Step 1: “How Wrong Are We?” — KL Divergence

An AI model holds “predictions” about the world. The tool that measures how different these predictions are from reality is KL Divergence (Kullback-Leibler Divergence).

$$D_{KL}(p | q_\theta) = \sum_x p(x) \log \frac{p(x)}{q_\theta(x)}$$

It looks complex, but the core idea is simple:

  • $p(x)$: the actual pattern of the world (ground truth)
  • $q_\theta(x)$: what the AI currently believes (prediction)
  • $D_{KL}$: the “distance” between the two (larger means more wrong)

Think of it like this: it’s a numerical score for “how far off the weather forecast was from the actual weather.”

Large value → the model is very wrong → it needs to change a lot.


Step 2: “The Force Driving Change” — The Gradient

The force for change is the gradient of the KL divergence. Just as a ball rolls down the steepest slope of a hill, the AI moves in the direction that “reduces its wrongness the fastest.”

$$\text{Force} = -\nabla_\theta D_{KL}(p | q_\theta)$$

The minus sign means “the direction that reduces wrongness.” We’re going downhill, not uphill.


Step 3: “Resistance to Change” — The Fisher Information Matrix

Here comes the core concept of information geometry: the Fisher Information Matrix.

$$F_{ij}(\theta) = E_{q_\theta}\left[\frac{\partial \log q_\theta(x)}{\partial \theta_i} \cdot \frac{\partial \log q_\theta(x)}{\partial \theta_j}\right]$$

If the formula feels intimidating, think of it this way:

“If we nudge the model’s parameters just slightly, how sensitively do the predictions change?”

  • Large Fisher information → small parameter changes cause big prediction shifts → “rigid state” → resists change
  • Small Fisher information → parameter changes barely affect predictions → “flexible state” → changes easily

It plays the same role as mass ($m$) in physics. Just as heavier objects are harder to push, models with large Fisher information resist change.


Step 4: Putting It All Together — Natural Gradient Descent

Combining these three elements like Newton’s law, we get the core equation of AI learning:

$$\Delta\theta = -F(\theta)^{-1} \nabla_\theta D_{KL}(p | q_\theta)$$

PhysicsInformation GeometryMeaning
Acceleration $a$Parameter change $\Delta\theta$The actual change that occurs
Force $F$KL divergence gradient $\nabla D_{KL}$The driving force behind change
Inverse mass $1/m$Inverse Fisher matrix $F^{-1}$Flexibility to change

This is Natural Gradient Descent: the method of learning along “the most efficient path in information space.”
_____
* [Parts of the exercise]:
a) Answer these questions using the natural gradient descent explanation:
(i) What does $p(x)$ represent?
(ii) What does the minus sign in the force equation indicate?
(iii) Which quantity in physics does the Fisher Information Matrix play the same role as?
b) According to the natural gradient descent explanation, why does a model with large Fisher information resist change?
c) List the titles of all the steps in the natural gradient descent explanation.
The material plays no part in this work.

[Stored items from a collection]
_____
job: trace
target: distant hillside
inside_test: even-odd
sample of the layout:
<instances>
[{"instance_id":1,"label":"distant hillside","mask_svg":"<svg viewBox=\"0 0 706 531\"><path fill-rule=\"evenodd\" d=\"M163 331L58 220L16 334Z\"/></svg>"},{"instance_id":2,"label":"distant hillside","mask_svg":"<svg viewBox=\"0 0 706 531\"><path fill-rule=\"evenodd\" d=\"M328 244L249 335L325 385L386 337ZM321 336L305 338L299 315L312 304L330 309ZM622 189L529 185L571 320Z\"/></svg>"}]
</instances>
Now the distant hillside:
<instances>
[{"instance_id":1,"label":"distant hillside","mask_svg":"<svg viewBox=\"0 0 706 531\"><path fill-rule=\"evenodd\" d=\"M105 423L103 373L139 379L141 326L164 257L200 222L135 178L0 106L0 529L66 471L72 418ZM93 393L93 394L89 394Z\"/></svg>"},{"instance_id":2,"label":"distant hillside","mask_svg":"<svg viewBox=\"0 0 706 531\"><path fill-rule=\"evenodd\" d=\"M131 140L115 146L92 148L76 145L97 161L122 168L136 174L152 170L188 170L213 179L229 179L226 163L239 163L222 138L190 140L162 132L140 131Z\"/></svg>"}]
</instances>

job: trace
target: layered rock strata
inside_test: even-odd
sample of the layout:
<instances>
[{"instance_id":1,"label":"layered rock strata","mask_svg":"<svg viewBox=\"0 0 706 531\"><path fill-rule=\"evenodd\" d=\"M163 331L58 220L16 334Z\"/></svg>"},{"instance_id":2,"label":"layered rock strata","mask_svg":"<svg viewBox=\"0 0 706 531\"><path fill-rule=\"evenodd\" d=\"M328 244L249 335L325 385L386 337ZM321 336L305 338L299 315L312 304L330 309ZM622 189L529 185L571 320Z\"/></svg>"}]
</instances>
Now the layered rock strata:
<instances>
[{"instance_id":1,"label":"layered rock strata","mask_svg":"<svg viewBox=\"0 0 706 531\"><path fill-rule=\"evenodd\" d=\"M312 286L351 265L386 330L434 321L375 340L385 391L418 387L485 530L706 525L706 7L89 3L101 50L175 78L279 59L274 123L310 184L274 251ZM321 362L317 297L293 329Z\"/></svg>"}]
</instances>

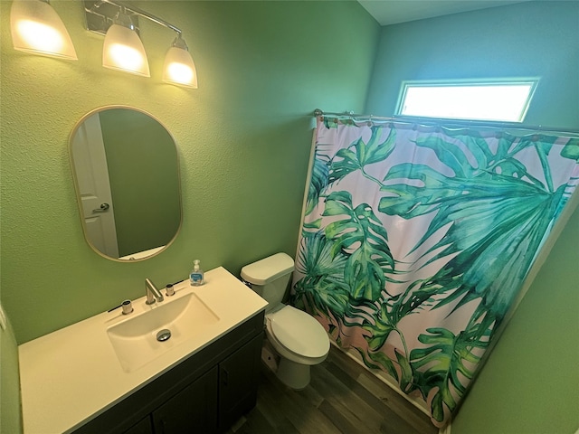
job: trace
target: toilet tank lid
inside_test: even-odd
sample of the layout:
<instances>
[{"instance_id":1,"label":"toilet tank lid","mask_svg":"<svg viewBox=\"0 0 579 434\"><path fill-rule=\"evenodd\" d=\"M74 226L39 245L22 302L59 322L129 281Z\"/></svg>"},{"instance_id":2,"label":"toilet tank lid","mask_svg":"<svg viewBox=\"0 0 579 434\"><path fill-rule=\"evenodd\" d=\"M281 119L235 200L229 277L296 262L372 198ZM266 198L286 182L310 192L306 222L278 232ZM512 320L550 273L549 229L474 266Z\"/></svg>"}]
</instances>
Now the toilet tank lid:
<instances>
[{"instance_id":1,"label":"toilet tank lid","mask_svg":"<svg viewBox=\"0 0 579 434\"><path fill-rule=\"evenodd\" d=\"M242 269L242 278L253 285L266 285L293 271L293 259L285 253L276 253Z\"/></svg>"}]
</instances>

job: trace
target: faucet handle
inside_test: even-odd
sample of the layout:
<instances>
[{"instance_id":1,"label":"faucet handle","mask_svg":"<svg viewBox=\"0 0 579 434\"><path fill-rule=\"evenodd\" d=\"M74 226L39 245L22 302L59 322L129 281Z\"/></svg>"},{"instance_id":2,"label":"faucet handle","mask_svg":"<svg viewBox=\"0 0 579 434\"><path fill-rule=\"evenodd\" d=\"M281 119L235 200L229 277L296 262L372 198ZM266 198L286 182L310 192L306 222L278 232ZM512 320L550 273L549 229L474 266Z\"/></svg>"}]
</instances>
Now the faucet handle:
<instances>
[{"instance_id":1,"label":"faucet handle","mask_svg":"<svg viewBox=\"0 0 579 434\"><path fill-rule=\"evenodd\" d=\"M123 308L123 315L128 315L133 311L133 305L130 300L125 300L120 305Z\"/></svg>"}]
</instances>

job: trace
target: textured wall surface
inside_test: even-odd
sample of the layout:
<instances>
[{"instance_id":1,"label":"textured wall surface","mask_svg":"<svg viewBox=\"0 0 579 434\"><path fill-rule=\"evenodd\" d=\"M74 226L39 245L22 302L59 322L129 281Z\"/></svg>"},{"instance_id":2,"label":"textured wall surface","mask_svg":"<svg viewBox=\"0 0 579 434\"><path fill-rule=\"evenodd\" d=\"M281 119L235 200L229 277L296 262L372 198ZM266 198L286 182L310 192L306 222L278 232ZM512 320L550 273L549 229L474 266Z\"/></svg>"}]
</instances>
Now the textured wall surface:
_____
* [Set of answers]:
a)
(i) The actual pattern of the world, or ground truth.
(ii) The direction that reduces wrongness, meaning going downhill rather than uphill.
(iii) Mass ($m$).

b) With large Fisher information, small parameter changes cause big shifts in the model's predictions. This puts the model in a "rigid state" that resists change, much as heavier objects are harder to push.

c)
- Step 1: "How Wrong Are We?" — KL Divergence
- Step 2: "The Force Driving Change" — The Gradient
- Step 3: "Resistance to Change" — The Fisher Information Matrix
- Step 4: Putting It All Together — Natural Gradient Descent